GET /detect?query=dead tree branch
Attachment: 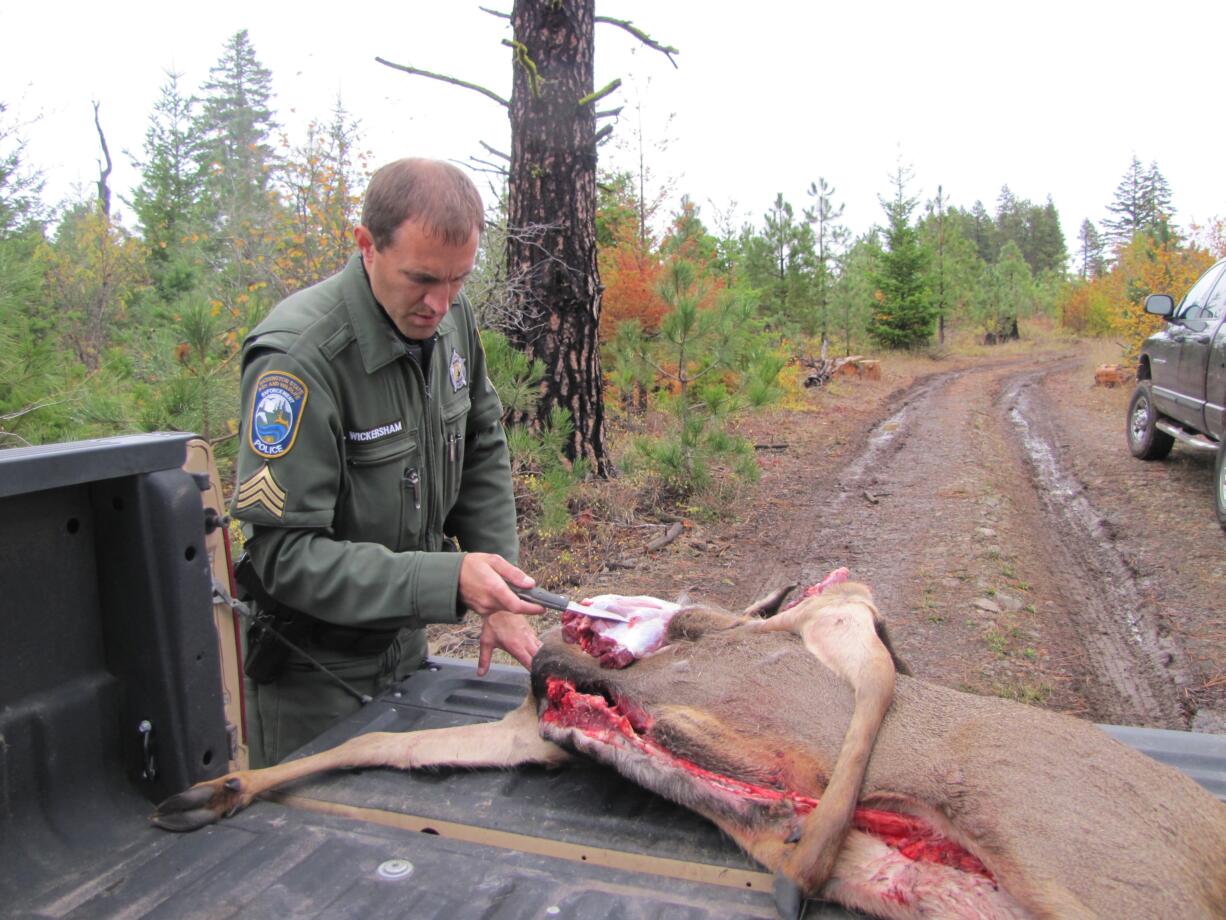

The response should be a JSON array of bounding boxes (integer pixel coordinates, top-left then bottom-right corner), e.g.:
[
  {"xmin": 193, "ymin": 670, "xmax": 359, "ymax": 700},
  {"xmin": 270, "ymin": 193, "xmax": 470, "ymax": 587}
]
[
  {"xmin": 467, "ymin": 156, "xmax": 509, "ymax": 176},
  {"xmin": 578, "ymin": 79, "xmax": 622, "ymax": 108},
  {"xmin": 479, "ymin": 6, "xmax": 510, "ymax": 19},
  {"xmin": 1, "ymin": 398, "xmax": 65, "ymax": 423},
  {"xmin": 375, "ymin": 57, "xmax": 509, "ymax": 108},
  {"xmin": 479, "ymin": 140, "xmax": 511, "ymax": 161},
  {"xmin": 594, "ymin": 17, "xmax": 679, "ymax": 67},
  {"xmin": 646, "ymin": 521, "xmax": 684, "ymax": 552},
  {"xmin": 92, "ymin": 101, "xmax": 112, "ymax": 217}
]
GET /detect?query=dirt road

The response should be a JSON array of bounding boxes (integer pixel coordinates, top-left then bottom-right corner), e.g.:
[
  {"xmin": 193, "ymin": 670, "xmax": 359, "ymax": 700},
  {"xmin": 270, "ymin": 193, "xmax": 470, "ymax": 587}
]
[{"xmin": 574, "ymin": 346, "xmax": 1225, "ymax": 733}]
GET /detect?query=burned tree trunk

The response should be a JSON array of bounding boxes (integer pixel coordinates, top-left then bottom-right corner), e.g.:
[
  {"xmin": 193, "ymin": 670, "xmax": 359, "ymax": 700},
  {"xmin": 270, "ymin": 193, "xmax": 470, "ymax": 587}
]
[{"xmin": 506, "ymin": 0, "xmax": 610, "ymax": 476}]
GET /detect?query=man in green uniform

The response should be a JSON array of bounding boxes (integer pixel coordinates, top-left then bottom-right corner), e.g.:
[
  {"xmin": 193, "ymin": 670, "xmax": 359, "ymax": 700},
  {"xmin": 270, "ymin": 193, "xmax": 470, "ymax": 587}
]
[{"xmin": 233, "ymin": 158, "xmax": 542, "ymax": 766}]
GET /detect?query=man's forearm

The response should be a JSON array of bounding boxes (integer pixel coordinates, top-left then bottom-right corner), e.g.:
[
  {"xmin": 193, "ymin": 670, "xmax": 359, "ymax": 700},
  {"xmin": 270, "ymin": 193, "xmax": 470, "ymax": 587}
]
[{"xmin": 246, "ymin": 527, "xmax": 467, "ymax": 629}]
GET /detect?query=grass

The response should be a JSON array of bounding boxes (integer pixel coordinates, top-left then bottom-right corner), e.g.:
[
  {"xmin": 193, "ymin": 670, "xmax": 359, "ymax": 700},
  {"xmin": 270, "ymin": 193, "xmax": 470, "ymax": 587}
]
[
  {"xmin": 984, "ymin": 627, "xmax": 1009, "ymax": 656},
  {"xmin": 992, "ymin": 682, "xmax": 1053, "ymax": 705}
]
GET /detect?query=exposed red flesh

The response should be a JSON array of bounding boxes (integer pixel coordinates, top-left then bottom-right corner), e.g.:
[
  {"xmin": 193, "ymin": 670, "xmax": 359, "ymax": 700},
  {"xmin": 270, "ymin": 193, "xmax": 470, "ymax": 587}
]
[
  {"xmin": 542, "ymin": 676, "xmax": 993, "ymax": 882},
  {"xmin": 561, "ymin": 610, "xmax": 637, "ymax": 668}
]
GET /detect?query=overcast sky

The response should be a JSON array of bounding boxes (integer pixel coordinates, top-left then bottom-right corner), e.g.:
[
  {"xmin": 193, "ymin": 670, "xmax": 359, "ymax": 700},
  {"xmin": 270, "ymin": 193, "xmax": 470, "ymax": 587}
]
[{"xmin": 3, "ymin": 0, "xmax": 1222, "ymax": 253}]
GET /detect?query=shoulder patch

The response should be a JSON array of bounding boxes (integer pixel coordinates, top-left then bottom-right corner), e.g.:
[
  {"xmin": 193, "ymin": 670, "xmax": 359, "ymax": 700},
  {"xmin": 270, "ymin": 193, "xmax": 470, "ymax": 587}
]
[
  {"xmin": 250, "ymin": 370, "xmax": 308, "ymax": 459},
  {"xmin": 448, "ymin": 348, "xmax": 468, "ymax": 393},
  {"xmin": 235, "ymin": 465, "xmax": 287, "ymax": 519}
]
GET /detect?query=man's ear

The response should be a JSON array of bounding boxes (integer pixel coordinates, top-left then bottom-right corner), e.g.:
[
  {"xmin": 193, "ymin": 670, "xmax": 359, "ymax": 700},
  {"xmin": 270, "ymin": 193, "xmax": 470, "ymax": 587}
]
[{"xmin": 354, "ymin": 225, "xmax": 375, "ymax": 261}]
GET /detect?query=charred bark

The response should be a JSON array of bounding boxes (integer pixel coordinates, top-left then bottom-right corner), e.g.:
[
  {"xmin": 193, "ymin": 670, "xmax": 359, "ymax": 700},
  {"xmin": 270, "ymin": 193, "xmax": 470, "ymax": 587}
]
[{"xmin": 506, "ymin": 0, "xmax": 610, "ymax": 476}]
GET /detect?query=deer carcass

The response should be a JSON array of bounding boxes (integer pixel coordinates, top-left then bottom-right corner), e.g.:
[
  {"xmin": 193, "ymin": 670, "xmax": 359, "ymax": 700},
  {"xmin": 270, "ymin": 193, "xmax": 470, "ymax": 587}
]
[{"xmin": 155, "ymin": 575, "xmax": 1226, "ymax": 919}]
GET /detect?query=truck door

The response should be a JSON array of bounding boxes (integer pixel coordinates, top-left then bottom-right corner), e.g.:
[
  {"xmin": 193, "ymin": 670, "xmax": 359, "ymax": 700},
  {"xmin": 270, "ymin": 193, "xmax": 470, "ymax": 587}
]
[
  {"xmin": 1197, "ymin": 274, "xmax": 1226, "ymax": 440},
  {"xmin": 1161, "ymin": 262, "xmax": 1225, "ymax": 428}
]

________________________________________

Return every line above that contains the word "tree".

SOLUTION FOR THIS PROBLEM ->
GET /detect?query=dead tree branch
GET /detect?query=burned tree trunk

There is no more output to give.